-- START OF The data --

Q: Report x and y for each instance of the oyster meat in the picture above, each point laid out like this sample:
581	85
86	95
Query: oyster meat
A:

-- END OF The data --

Set problem: Render every line of the data above as a numbered list, omitting any blank lines.

Response to the task:
1. Q: Report x and y for each instance of the oyster meat in the picture above, each point laid out like this sample:
2. 581	85
3. 86	95
4. Query: oyster meat
5. A:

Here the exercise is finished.